**What to work on**
Repeat word for word, please, only the lines from the one that includes "A point set on every instance of the white" through the final line of the data.

Records drawn from a dataset:

+ + +

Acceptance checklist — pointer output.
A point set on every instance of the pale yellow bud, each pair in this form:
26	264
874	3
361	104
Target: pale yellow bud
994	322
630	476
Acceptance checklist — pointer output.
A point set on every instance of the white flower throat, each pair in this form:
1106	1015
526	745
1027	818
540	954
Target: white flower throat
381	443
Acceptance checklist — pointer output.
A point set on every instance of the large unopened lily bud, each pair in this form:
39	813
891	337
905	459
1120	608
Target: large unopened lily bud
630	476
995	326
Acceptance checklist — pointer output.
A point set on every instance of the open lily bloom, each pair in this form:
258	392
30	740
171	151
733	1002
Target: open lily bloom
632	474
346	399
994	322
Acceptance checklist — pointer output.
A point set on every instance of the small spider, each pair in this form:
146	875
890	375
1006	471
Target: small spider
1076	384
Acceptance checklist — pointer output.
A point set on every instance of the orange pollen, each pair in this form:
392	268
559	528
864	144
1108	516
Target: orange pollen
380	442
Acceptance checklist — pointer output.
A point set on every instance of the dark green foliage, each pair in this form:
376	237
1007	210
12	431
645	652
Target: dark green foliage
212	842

+ + +

**Written response**
A point set on every instance of the white flower throat, each pair in this form:
1106	1015
526	745
1027	818
540	954
Target: white flower throat
381	443
Acceptance checklist — pointer output.
A point set on every instance of the large unopened lily bud, each pair in this form:
39	813
891	337
905	459
1120	608
Target: large unopened lily bud
630	476
995	326
Acceptance checklist — pointer output.
A point set on every instance of the open lily bloom, each pair in this form:
258	392
30	740
171	151
733	1002
Target: open lily bloom
632	474
346	399
994	322
Acceptance checklist — pointer output.
A point set on every instance of the small spider, each pair in this form:
146	875
890	375
1006	471
Target: small spider
1076	384
Acceptance checklist — pointer output.
A point set on every instance of the orange pollen, each pair in this form:
392	268
559	528
864	144
1108	516
Target: orange pollen
380	442
Acceptance checklist — pointer output.
A point set on every instance of the dark green foliage, each pair in this form:
376	237
1007	210
12	431
645	652
Target: dark green foliage
212	842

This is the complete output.